[begin Information supplied]
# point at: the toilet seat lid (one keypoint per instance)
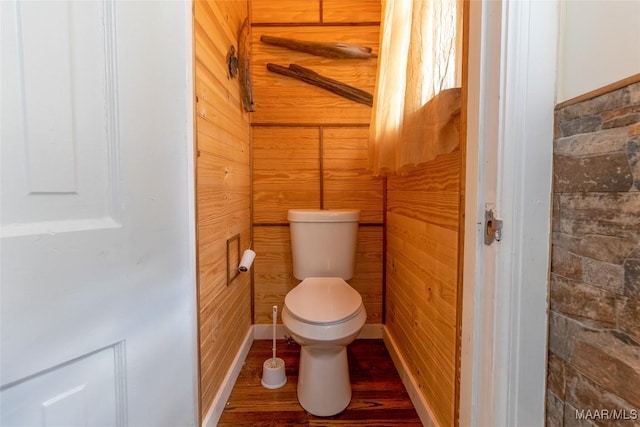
(323, 300)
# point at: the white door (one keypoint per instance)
(512, 74)
(97, 272)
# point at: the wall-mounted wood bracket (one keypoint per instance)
(309, 76)
(233, 258)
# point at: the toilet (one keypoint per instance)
(323, 313)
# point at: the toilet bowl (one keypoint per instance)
(324, 315)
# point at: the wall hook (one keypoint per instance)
(232, 62)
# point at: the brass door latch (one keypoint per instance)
(492, 227)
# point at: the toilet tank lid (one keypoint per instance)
(323, 215)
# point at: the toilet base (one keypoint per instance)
(324, 387)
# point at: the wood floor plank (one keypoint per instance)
(378, 395)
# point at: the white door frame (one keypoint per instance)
(512, 76)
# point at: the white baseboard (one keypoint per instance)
(219, 402)
(265, 331)
(422, 407)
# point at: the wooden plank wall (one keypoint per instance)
(223, 192)
(309, 145)
(421, 287)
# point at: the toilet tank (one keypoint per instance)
(323, 242)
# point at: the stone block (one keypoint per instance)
(625, 111)
(600, 172)
(621, 121)
(556, 214)
(610, 101)
(555, 375)
(632, 274)
(558, 335)
(604, 214)
(583, 302)
(605, 275)
(565, 263)
(555, 411)
(601, 142)
(611, 360)
(584, 394)
(633, 154)
(571, 419)
(628, 311)
(579, 125)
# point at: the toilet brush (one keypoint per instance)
(273, 373)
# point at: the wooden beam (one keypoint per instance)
(327, 50)
(309, 76)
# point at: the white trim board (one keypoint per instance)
(410, 383)
(512, 75)
(219, 402)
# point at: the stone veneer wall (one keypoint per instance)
(594, 325)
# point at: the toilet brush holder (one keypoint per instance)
(273, 375)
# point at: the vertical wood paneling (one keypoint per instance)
(273, 270)
(351, 11)
(347, 181)
(223, 193)
(422, 277)
(285, 171)
(280, 99)
(285, 11)
(296, 165)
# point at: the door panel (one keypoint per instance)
(97, 264)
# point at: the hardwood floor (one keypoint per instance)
(379, 397)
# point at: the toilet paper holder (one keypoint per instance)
(237, 264)
(233, 258)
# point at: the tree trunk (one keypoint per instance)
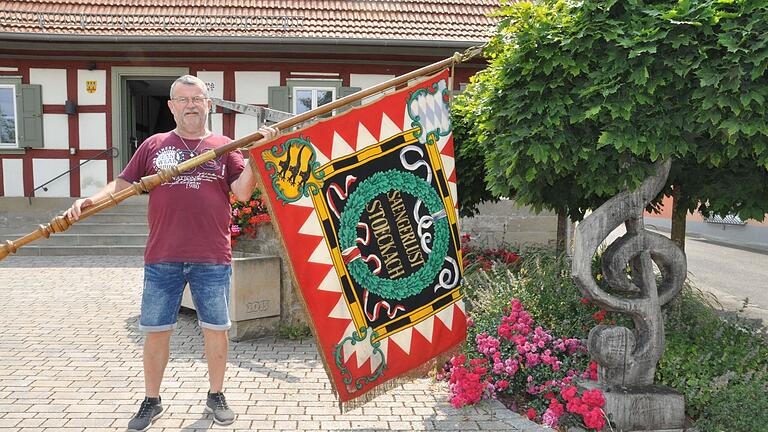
(562, 233)
(678, 218)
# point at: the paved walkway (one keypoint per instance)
(70, 360)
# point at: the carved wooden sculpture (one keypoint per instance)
(627, 358)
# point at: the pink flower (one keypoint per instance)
(550, 419)
(531, 414)
(568, 393)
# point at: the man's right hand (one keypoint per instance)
(74, 212)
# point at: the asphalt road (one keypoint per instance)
(736, 276)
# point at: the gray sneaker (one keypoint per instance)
(217, 405)
(150, 410)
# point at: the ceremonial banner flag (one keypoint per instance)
(365, 204)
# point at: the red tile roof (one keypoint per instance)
(418, 20)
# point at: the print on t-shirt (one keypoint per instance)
(171, 156)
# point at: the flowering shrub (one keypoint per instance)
(475, 258)
(246, 216)
(523, 362)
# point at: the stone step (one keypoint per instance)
(115, 228)
(114, 250)
(132, 217)
(66, 239)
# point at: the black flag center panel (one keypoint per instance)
(365, 203)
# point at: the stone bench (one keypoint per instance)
(255, 296)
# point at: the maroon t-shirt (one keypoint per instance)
(188, 216)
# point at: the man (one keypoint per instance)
(189, 242)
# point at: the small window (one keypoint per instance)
(8, 117)
(309, 98)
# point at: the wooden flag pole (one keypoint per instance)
(62, 223)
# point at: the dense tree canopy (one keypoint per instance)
(581, 97)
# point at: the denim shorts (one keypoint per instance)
(164, 285)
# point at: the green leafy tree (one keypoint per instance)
(581, 97)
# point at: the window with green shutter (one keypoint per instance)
(21, 114)
(301, 95)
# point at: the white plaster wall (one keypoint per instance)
(365, 81)
(252, 87)
(216, 123)
(93, 177)
(245, 125)
(13, 177)
(92, 133)
(214, 81)
(54, 82)
(99, 97)
(46, 169)
(56, 131)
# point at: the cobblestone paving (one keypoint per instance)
(70, 360)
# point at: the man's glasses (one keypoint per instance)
(197, 100)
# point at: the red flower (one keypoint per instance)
(531, 414)
(599, 315)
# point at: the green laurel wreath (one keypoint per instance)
(383, 182)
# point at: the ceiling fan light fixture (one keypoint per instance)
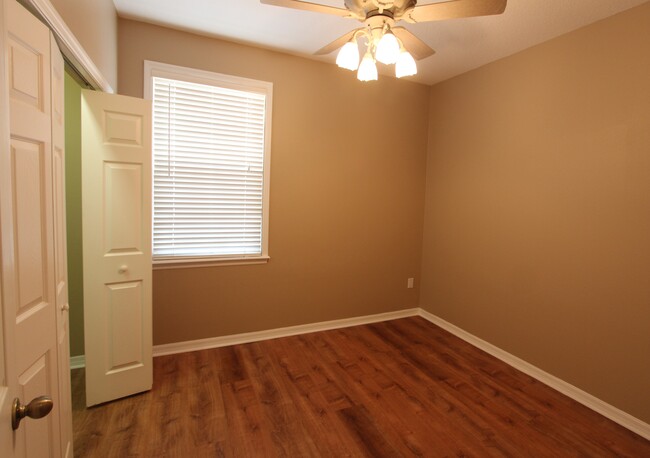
(405, 65)
(367, 69)
(388, 48)
(348, 56)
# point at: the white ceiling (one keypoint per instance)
(460, 44)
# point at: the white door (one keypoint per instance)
(27, 217)
(60, 248)
(116, 209)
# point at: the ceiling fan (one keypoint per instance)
(386, 42)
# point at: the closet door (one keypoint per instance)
(27, 218)
(116, 208)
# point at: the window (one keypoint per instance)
(211, 157)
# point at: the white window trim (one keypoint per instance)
(158, 69)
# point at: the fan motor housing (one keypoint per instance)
(365, 8)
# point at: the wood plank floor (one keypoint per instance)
(398, 388)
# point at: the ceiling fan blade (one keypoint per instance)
(455, 9)
(336, 44)
(306, 6)
(418, 48)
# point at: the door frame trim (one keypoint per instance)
(70, 47)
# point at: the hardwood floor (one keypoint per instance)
(398, 388)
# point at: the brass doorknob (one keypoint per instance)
(37, 408)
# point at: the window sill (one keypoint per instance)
(187, 263)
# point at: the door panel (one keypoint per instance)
(60, 248)
(27, 216)
(33, 382)
(116, 179)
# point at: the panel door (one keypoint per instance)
(60, 247)
(27, 224)
(116, 204)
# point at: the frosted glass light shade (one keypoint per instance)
(388, 49)
(405, 65)
(367, 69)
(348, 56)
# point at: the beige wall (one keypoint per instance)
(94, 24)
(537, 217)
(347, 192)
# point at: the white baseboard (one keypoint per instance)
(235, 339)
(77, 362)
(607, 410)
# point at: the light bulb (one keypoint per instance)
(348, 56)
(388, 49)
(367, 69)
(405, 65)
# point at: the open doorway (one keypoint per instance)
(74, 236)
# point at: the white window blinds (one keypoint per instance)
(208, 154)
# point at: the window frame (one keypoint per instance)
(158, 69)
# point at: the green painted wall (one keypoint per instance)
(73, 212)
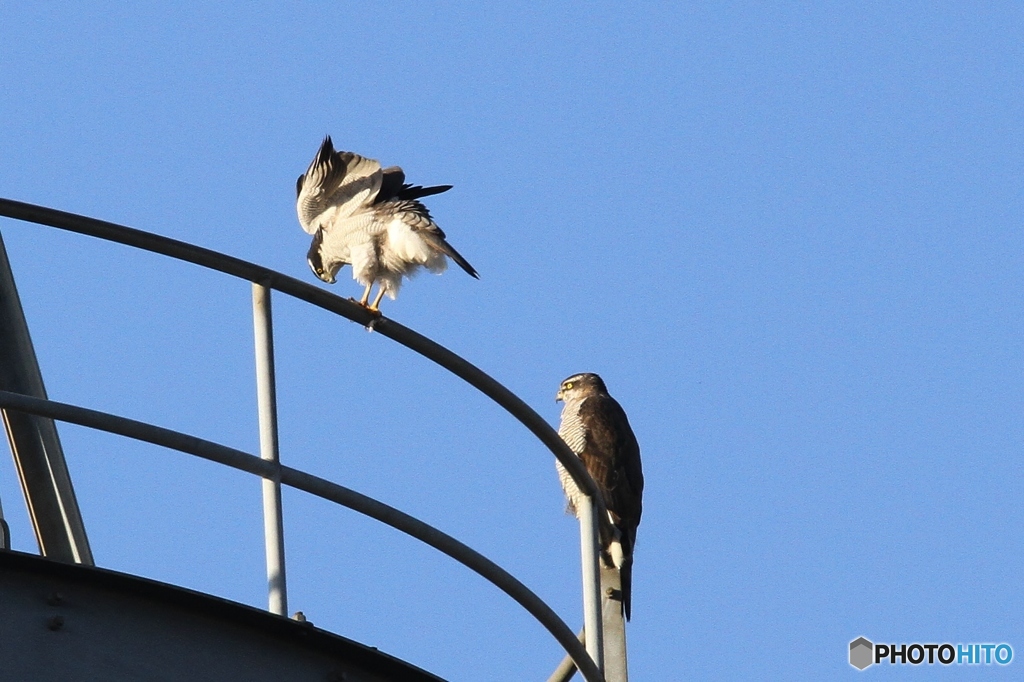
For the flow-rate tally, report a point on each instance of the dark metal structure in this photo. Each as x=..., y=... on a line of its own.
x=27, y=401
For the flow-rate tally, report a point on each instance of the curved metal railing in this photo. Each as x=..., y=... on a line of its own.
x=593, y=517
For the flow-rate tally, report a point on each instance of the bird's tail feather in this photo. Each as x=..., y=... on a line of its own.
x=438, y=243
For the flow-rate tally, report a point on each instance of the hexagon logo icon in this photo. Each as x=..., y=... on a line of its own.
x=861, y=653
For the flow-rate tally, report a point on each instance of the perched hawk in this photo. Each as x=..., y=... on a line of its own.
x=595, y=427
x=371, y=218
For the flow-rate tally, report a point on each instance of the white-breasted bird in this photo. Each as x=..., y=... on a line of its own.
x=369, y=217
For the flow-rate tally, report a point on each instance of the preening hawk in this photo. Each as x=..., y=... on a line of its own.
x=595, y=427
x=369, y=217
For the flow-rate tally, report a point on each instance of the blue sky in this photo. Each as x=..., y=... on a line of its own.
x=786, y=236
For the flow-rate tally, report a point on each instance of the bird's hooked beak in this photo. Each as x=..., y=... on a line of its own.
x=315, y=258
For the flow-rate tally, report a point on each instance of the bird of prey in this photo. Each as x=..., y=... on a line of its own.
x=369, y=217
x=595, y=427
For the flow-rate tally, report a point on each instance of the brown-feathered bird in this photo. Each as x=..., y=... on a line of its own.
x=361, y=214
x=595, y=427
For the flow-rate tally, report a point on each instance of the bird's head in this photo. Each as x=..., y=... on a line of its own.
x=315, y=259
x=580, y=385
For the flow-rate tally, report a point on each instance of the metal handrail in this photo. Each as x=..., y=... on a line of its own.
x=593, y=517
x=321, y=487
x=323, y=299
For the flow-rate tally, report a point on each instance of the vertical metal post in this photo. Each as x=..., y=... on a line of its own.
x=591, y=555
x=34, y=441
x=273, y=527
x=615, y=668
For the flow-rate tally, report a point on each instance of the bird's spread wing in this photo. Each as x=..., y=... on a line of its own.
x=416, y=215
x=336, y=185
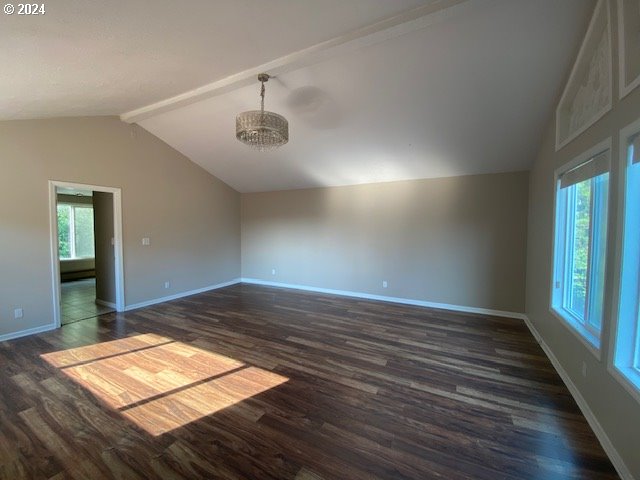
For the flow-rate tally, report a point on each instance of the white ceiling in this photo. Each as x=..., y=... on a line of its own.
x=468, y=93
x=106, y=57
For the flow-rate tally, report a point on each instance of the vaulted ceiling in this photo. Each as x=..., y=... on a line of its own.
x=374, y=90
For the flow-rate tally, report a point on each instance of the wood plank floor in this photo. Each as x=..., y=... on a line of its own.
x=252, y=382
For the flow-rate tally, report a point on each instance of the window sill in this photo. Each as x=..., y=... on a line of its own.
x=585, y=336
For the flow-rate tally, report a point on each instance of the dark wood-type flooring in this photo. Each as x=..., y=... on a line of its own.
x=252, y=382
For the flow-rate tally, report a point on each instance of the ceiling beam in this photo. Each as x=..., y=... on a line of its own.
x=392, y=27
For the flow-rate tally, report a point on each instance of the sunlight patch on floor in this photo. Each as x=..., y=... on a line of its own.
x=161, y=384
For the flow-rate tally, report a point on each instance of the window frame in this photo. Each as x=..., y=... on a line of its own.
x=72, y=221
x=621, y=374
x=580, y=329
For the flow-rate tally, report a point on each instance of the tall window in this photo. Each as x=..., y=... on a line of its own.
x=627, y=350
x=75, y=231
x=580, y=246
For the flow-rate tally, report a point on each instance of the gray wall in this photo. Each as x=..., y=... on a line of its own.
x=105, y=254
x=454, y=240
x=191, y=217
x=615, y=409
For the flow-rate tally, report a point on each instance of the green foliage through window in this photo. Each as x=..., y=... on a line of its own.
x=75, y=231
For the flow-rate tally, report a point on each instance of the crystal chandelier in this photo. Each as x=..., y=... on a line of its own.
x=259, y=129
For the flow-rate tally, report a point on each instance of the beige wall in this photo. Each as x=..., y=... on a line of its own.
x=105, y=253
x=615, y=409
x=454, y=240
x=191, y=217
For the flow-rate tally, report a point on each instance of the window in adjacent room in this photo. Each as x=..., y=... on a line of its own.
x=627, y=347
x=582, y=193
x=75, y=231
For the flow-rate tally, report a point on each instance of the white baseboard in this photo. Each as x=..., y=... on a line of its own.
x=104, y=303
x=614, y=456
x=383, y=298
x=28, y=331
x=155, y=301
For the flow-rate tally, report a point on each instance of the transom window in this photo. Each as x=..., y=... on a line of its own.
x=75, y=231
x=580, y=246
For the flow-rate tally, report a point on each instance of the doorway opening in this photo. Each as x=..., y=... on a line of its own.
x=86, y=247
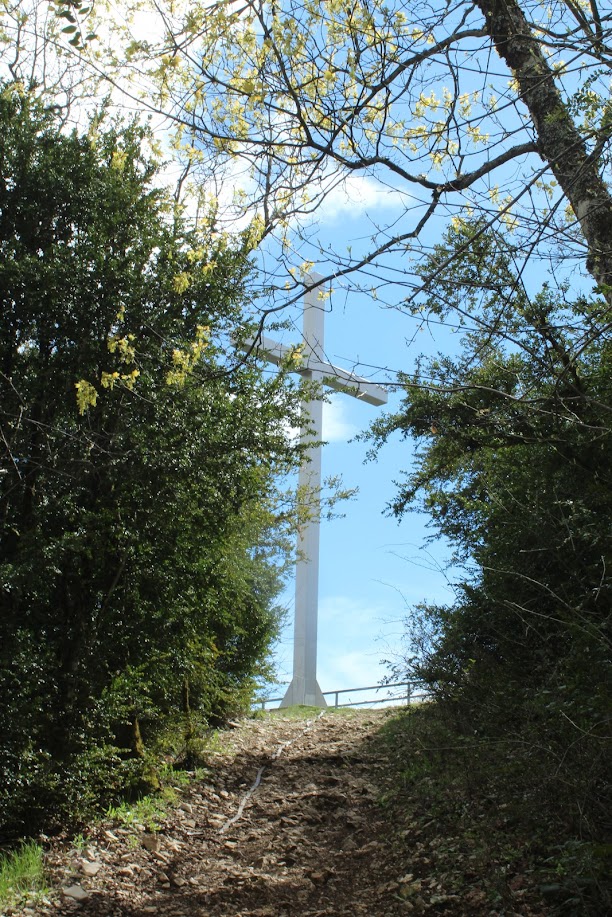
[end Information supplied]
— Given problem —
Pick out every line that contains the word "flag" and copy each one.

— Solution for this problem —
# point at: the ceremonial banner flag (one keypoint per instance)
# point at: the black flag center panel (one keypoint per instance)
# point at: the wooden flag pole (one keypoint per instance)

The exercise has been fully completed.